Task prompt.
Retype each entry below, keeping every character the same.
─── Source data
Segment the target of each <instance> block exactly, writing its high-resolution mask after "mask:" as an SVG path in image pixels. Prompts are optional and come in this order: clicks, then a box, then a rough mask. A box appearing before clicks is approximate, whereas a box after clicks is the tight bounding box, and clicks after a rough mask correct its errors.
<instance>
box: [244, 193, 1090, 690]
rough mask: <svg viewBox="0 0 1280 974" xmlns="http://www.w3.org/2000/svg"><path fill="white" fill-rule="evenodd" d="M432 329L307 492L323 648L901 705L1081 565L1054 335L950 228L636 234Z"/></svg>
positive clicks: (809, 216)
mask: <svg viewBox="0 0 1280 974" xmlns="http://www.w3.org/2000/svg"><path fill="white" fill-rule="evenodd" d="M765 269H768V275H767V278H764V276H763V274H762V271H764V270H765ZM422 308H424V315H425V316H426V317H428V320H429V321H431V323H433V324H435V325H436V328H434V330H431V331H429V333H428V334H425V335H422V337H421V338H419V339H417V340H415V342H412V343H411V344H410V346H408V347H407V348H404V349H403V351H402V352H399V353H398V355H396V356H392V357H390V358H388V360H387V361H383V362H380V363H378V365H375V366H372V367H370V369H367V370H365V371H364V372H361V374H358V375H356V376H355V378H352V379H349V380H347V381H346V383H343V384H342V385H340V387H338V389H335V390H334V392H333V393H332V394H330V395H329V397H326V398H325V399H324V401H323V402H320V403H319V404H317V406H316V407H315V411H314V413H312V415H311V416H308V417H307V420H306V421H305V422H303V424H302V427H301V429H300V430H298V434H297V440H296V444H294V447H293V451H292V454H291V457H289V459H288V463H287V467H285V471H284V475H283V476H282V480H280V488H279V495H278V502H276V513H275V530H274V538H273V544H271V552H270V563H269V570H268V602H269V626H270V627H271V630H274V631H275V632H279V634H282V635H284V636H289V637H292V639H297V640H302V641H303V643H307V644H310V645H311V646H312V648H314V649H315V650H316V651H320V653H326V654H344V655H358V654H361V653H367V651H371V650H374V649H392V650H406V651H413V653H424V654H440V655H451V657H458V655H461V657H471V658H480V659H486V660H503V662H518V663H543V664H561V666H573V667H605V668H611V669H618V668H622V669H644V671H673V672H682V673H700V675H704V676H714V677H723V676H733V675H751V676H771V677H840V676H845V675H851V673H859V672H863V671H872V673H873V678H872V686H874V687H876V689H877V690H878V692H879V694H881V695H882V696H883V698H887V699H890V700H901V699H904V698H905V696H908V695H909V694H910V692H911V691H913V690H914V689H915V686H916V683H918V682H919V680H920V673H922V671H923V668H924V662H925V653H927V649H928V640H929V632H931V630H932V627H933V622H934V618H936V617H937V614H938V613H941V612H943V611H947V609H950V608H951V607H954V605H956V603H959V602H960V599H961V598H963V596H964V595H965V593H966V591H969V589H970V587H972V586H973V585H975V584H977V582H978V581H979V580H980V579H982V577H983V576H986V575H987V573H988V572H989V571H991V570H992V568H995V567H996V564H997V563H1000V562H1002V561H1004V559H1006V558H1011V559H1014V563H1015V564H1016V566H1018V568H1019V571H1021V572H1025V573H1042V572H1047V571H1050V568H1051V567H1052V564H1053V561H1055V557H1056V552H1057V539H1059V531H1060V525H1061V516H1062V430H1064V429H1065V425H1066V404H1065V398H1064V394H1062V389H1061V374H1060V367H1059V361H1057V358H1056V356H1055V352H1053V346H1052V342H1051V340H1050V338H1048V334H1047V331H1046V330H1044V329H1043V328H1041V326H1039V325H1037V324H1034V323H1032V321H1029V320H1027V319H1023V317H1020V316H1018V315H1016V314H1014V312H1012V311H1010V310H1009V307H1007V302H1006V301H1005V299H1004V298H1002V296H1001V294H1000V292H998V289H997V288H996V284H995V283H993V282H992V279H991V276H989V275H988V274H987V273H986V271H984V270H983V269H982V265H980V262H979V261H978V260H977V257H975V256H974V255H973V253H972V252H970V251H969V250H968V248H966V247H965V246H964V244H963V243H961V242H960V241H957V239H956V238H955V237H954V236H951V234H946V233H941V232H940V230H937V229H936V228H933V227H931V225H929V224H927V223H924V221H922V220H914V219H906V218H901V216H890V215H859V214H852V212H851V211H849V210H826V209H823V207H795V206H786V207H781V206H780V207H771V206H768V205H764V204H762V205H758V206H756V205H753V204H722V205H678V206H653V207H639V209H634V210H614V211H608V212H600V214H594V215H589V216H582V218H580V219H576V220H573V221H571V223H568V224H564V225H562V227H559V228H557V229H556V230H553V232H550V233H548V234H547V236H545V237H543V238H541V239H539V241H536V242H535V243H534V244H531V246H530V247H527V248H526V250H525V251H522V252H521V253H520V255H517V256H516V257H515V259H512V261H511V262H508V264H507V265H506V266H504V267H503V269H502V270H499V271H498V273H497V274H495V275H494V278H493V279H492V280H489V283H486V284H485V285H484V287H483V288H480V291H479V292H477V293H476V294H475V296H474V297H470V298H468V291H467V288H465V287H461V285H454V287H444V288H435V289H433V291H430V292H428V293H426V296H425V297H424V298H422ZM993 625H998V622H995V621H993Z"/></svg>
──────
Solution to this problem.
Segment the target of each <instance> block exactly, writing its high-resolution mask after "mask:" as an SVG path in image pixels. Prompts are optional and come in this order: clicks, then a box, then a rough mask. A box appearing before clicks is approximate, whereas a box after clicks is the tight bounding box, and clicks after a rough mask correct its errors.
<instance>
box: [244, 193, 1090, 690]
rough mask: <svg viewBox="0 0 1280 974" xmlns="http://www.w3.org/2000/svg"><path fill="white" fill-rule="evenodd" d="M432 329L307 492L323 648L901 705L1081 565L1054 335L950 228L636 234Z"/></svg>
positive clicks: (809, 216)
mask: <svg viewBox="0 0 1280 974" xmlns="http://www.w3.org/2000/svg"><path fill="white" fill-rule="evenodd" d="M765 269H768V275H767V278H764V276H763V274H762V271H764V270H765ZM422 308H424V315H425V316H426V317H428V320H429V321H431V323H433V324H435V325H436V328H434V330H431V331H429V333H428V334H425V335H422V337H421V338H419V339H417V340H415V342H412V343H411V344H410V346H408V347H407V348H404V349H403V351H402V352H399V353H398V355H396V356H392V357H390V358H388V360H387V361H383V362H380V363H378V365H375V366H372V367H370V369H367V370H365V371H364V372H361V374H358V375H356V376H355V378H352V379H349V380H347V381H346V383H343V384H342V385H340V387H338V389H335V390H334V392H333V393H332V394H330V395H329V397H326V398H325V399H324V401H323V402H320V403H319V404H317V406H316V407H315V411H314V413H312V415H311V416H308V417H307V420H306V421H305V422H303V424H302V427H301V429H300V430H298V434H297V440H296V444H294V447H293V451H292V454H291V457H289V459H288V463H287V467H285V471H284V475H283V476H282V480H280V488H279V495H278V502H276V513H275V530H274V538H273V544H271V552H270V563H269V570H268V602H269V626H270V627H271V630H274V631H275V632H279V634H282V635H284V636H289V637H292V639H297V640H302V641H303V643H307V644H310V645H311V646H312V648H314V649H315V650H316V651H320V653H326V654H344V655H358V654H361V653H367V651H371V650H374V649H392V650H406V651H413V653H424V654H440V655H451V657H458V655H461V657H471V658H480V659H486V660H503V662H518V663H543V664H561V666H573V667H605V668H611V669H618V668H622V669H644V671H673V672H682V673H700V675H704V676H714V677H723V676H733V675H751V676H771V677H840V676H845V675H851V673H859V672H863V671H872V673H873V678H872V686H874V687H876V689H877V690H878V692H879V694H881V695H882V696H883V698H887V699H890V700H901V699H904V698H905V696H908V695H909V694H910V692H911V691H913V690H914V689H915V686H916V683H918V682H919V680H920V673H922V671H923V668H924V662H925V653H927V649H928V640H929V632H931V630H932V627H933V622H934V618H936V617H937V614H938V613H941V612H943V611H947V609H950V608H951V607H954V605H956V603H959V602H960V599H961V598H963V596H964V595H965V593H966V591H969V589H970V587H972V586H973V585H975V584H977V582H978V581H979V580H980V579H982V577H983V576H986V575H987V573H988V572H989V571H991V570H992V568H995V567H996V564H997V563H1000V562H1002V561H1004V559H1006V558H1011V559H1014V563H1015V564H1016V566H1018V568H1019V571H1021V572H1025V573H1042V572H1047V571H1050V568H1051V567H1052V564H1053V561H1055V557H1056V552H1057V539H1059V531H1060V525H1061V516H1062V430H1064V429H1065V425H1066V404H1065V398H1064V394H1062V389H1061V374H1060V367H1059V361H1057V358H1056V356H1055V352H1053V346H1052V342H1051V340H1050V338H1048V334H1047V331H1046V330H1044V329H1043V328H1041V326H1039V325H1037V324H1034V323H1032V321H1029V320H1027V319H1023V317H1020V316H1018V315H1016V314H1014V312H1012V311H1010V310H1009V307H1007V302H1006V301H1005V299H1004V298H1002V296H1001V294H1000V292H998V289H997V288H996V284H995V283H993V282H992V279H991V276H989V275H988V274H987V273H986V271H984V270H983V269H982V265H980V262H979V261H978V260H977V257H975V256H974V255H973V253H972V252H970V251H969V250H968V248H966V247H965V246H964V244H963V243H961V242H960V241H957V239H956V238H955V237H954V236H951V234H946V233H941V232H940V230H937V229H936V228H933V227H931V225H929V224H927V223H924V221H922V220H914V219H906V218H901V216H890V215H859V214H852V212H851V211H849V210H826V209H823V207H795V206H786V207H781V206H780V207H771V206H768V205H764V204H762V205H758V206H756V205H753V204H722V205H678V206H653V207H639V209H634V210H614V211H608V212H600V214H594V215H589V216H582V218H580V219H576V220H573V221H571V223H568V224H564V225H562V227H559V228H557V229H556V230H553V232H550V233H548V234H547V236H545V237H543V238H541V239H539V241H536V242H535V243H534V244H531V246H530V247H527V248H526V250H525V251H522V252H521V253H520V255H517V256H516V257H515V259H512V261H511V262H508V264H507V265H506V266H504V267H503V269H502V270H499V271H498V273H497V274H495V275H494V278H493V279H492V280H489V283H486V284H485V285H484V287H483V288H480V291H479V292H477V293H476V294H475V296H474V297H470V298H468V291H467V288H465V287H461V285H454V287H444V288H435V289H433V291H430V292H428V293H426V296H425V297H424V298H422ZM993 625H998V622H995V621H993Z"/></svg>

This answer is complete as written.